• _Your assignment_: Your answer must be the full set of records, repeated exactly.

┌─ Provided records

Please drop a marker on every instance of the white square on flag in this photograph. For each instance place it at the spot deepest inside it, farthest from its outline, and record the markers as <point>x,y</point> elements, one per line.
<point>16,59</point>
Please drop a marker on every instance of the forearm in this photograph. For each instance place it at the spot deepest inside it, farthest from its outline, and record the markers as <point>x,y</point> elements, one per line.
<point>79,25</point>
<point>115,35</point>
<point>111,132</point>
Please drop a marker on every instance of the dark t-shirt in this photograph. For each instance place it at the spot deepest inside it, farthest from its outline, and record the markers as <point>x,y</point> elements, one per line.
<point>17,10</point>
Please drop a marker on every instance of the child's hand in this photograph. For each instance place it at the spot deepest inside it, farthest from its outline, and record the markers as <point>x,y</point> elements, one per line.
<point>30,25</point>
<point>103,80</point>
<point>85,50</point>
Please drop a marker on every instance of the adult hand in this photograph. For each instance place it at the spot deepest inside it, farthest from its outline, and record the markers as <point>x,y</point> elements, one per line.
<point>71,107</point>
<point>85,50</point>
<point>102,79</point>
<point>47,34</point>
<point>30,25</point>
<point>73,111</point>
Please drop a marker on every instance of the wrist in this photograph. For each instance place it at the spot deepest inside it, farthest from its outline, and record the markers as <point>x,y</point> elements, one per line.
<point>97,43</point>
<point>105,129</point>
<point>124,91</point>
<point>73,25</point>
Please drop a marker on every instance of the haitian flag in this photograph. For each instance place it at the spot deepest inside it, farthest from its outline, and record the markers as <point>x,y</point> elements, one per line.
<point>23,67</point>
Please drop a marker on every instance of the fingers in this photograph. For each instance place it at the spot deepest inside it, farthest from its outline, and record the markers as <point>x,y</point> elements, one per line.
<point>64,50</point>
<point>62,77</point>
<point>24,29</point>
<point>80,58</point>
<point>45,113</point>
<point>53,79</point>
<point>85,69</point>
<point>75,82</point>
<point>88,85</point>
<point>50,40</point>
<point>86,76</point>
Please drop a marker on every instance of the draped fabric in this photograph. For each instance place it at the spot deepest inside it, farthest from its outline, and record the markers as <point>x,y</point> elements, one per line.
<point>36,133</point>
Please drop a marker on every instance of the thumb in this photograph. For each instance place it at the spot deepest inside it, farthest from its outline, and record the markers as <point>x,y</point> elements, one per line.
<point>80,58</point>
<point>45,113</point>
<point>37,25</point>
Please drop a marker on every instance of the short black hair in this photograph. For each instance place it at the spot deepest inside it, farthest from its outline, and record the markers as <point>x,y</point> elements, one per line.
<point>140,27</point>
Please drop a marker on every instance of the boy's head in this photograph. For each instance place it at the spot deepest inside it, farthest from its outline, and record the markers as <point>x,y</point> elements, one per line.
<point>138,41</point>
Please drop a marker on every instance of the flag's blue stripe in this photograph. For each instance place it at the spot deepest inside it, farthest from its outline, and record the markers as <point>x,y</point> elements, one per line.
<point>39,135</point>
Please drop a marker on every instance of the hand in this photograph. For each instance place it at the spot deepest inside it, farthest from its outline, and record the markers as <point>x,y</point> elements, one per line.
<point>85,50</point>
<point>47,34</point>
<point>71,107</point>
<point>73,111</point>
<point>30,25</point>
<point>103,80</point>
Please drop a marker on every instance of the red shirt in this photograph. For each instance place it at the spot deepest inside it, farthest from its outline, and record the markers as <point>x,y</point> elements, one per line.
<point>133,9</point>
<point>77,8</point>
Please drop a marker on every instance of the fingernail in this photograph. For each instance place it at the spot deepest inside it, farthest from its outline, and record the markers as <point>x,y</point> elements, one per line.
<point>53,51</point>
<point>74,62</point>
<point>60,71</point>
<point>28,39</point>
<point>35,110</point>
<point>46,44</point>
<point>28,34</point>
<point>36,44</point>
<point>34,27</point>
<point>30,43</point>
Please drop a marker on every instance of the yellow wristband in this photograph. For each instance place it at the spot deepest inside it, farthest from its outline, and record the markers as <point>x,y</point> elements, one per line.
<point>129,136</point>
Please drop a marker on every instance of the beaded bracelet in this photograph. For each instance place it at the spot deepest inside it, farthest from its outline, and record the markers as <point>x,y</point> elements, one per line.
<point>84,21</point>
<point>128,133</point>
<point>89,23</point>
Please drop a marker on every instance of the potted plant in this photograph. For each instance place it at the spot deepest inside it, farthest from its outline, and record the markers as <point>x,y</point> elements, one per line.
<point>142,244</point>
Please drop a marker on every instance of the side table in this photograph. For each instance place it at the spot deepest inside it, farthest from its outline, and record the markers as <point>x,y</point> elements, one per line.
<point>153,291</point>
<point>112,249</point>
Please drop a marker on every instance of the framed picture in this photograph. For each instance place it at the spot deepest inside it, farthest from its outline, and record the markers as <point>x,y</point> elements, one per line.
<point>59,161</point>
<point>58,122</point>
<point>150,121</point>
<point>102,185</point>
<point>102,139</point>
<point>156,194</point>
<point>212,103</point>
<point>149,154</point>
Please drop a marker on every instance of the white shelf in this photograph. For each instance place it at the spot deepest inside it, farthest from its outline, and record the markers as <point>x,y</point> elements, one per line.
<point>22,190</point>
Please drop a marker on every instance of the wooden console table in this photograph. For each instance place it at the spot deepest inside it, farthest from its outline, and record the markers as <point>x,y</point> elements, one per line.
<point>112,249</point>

└─

• _Written response_:
Please drop a marker on every instance of the white square on flag in this photograph. For each instance place it at the spot deepest inside it, farthest from its outline, and record the markers as <point>x,y</point> elements, one per line.
<point>16,59</point>
Please drop a marker on every instance of the forearm in this photograph. For each instance place it at the spot deepest inside it, farthest from its outline, and record the markers as <point>x,y</point> elements, one per line.
<point>79,25</point>
<point>115,35</point>
<point>111,132</point>
Please drop a marker on every instance of the dark t-shirt in this photograph. For each instance place it at the spot deepest inside it, farthest from its outline, and record the markers as <point>x,y</point> elements, one per line.
<point>17,10</point>
Please drop a marker on every instance of the child's hand in this photograph. For each instance place it at the spot deepest inside it, farthest from its outline, and record the markers as <point>x,y</point> elements, one per line.
<point>30,25</point>
<point>103,80</point>
<point>85,50</point>
Please drop a marker on every instance of the adult hand in this photograph. For each instance place it at the spot deepest inside it, farthest from its outline, and record the markers as <point>x,y</point> elements, one per line.
<point>71,107</point>
<point>85,50</point>
<point>102,79</point>
<point>47,34</point>
<point>30,25</point>
<point>73,111</point>
Please drop a marker on every instance of the wrist in this photograph. For each instance place it at the spot deepest inside it, farthest from its outline, and record the markers as <point>x,y</point> elements, one per line.
<point>97,43</point>
<point>105,129</point>
<point>124,91</point>
<point>73,25</point>
Please drop a marker on every instance of the haitian flag in this photograph. For each instance place it at the spot deepest inside it, farthest from its outline, and record the markers as <point>x,y</point> elements, one per line.
<point>23,67</point>
Please drop a marker on every instance of the fingers in this photograph. For each instance place it at the spot deepest inside it, farthest from its outline, and record the markers as <point>x,y</point> elements, one per line.
<point>64,50</point>
<point>62,77</point>
<point>24,29</point>
<point>80,58</point>
<point>45,113</point>
<point>53,79</point>
<point>85,69</point>
<point>75,82</point>
<point>88,85</point>
<point>50,40</point>
<point>86,76</point>
Please drop a marker on every instance of the draped fabric in this photograph. For each instance place it at the spot deepest inside it, farthest from its outline, and record the markers as <point>x,y</point> elements, one per line.
<point>36,133</point>
Please drop a marker on every instance of the thumb in this photograph. For each instance place it at the spot deepest inside it, farthest from its outline, and record the markers as <point>x,y</point> elements, one per line.
<point>80,58</point>
<point>45,113</point>
<point>37,25</point>
Please drop a marker on every instance of the short black hair in this photograph. For each instance place it at the spot deepest inside it, farthest from its outline, and record the markers as <point>x,y</point> elements, one per line.
<point>140,27</point>
Please drop a marker on every instance of the boy's head in this photograph. For each instance place it at the spot deepest inside it, farthest from its outline, and record the markers as <point>x,y</point> elements, one per line.
<point>138,41</point>
Please drop a marker on every instance of the flag's blue stripe in this photograph. For each instance place it at the spot deepest inside it, farthest from its outline, and record the markers as <point>x,y</point> elements, one per line.
<point>39,135</point>
Please drop a marker on every instance of the hand in this photograph. For each instance place it at the spot deepest inside it, farthest from its outline, and record the markers as <point>x,y</point> elements, one per line.
<point>85,50</point>
<point>47,34</point>
<point>71,107</point>
<point>73,111</point>
<point>30,25</point>
<point>103,80</point>
Please drop a marker on every instance of the red shirt in this photograph. For each instance place it at the spot deepest inside it, farthest from its outline, and record the markers as <point>x,y</point> elements, one per line.
<point>133,9</point>
<point>77,8</point>
Please drop a marker on every instance of the fingernail in this photograph. For each instance place it at the spot deepest inside it, farthest from its outline, and record the markers as <point>x,y</point> elements, one per line.
<point>53,51</point>
<point>74,62</point>
<point>60,71</point>
<point>28,39</point>
<point>35,110</point>
<point>46,44</point>
<point>28,34</point>
<point>36,44</point>
<point>34,27</point>
<point>30,43</point>
Please drop a marker on every instance of the yellow wristband in this photograph. For each instance place it at the spot deepest inside it, farthest from its outline, and record the markers as <point>x,y</point> elements, one per line.
<point>129,136</point>
Please drop a marker on every instance of the beaded bracelet in this photograph. For each instance place it at the spot deepest inside it, farthest from its outline, and record the markers as <point>x,y</point> elements, one per line.
<point>84,21</point>
<point>128,133</point>
<point>89,23</point>
Please drop a marker on every instance of the potted plant in this photograph. For each instance place it at the spot deepest inside it, farthest from its outline, and record the markers as <point>x,y</point> elements, one per line.
<point>142,244</point>
Please drop a marker on every instance of the side table in this photograph. For each instance place it at the spot deepest inside it, farthest from its outline, and record the markers as <point>x,y</point> elements, one per line.
<point>153,291</point>
<point>112,249</point>
Please drop a marker on every instance of the framed picture in this photograph. For each instance place it at the spot deepest inside it, farthest from its outline, and record the markers as <point>x,y</point> elements, one per line.
<point>59,161</point>
<point>58,122</point>
<point>150,121</point>
<point>102,185</point>
<point>102,139</point>
<point>156,194</point>
<point>212,103</point>
<point>149,154</point>
Please drop a marker on every instance of the white shelf in this photograph. For each instance place it at the spot deepest inside it, farthest from its outline, and record the markers as <point>x,y</point> elements, one per line.
<point>22,190</point>
Please drop a marker on every instance of the wooden console table in this photograph. For each instance place it at the spot deepest inside it, farthest from its outline, and record the markers as <point>x,y</point> elements, one per line.
<point>112,249</point>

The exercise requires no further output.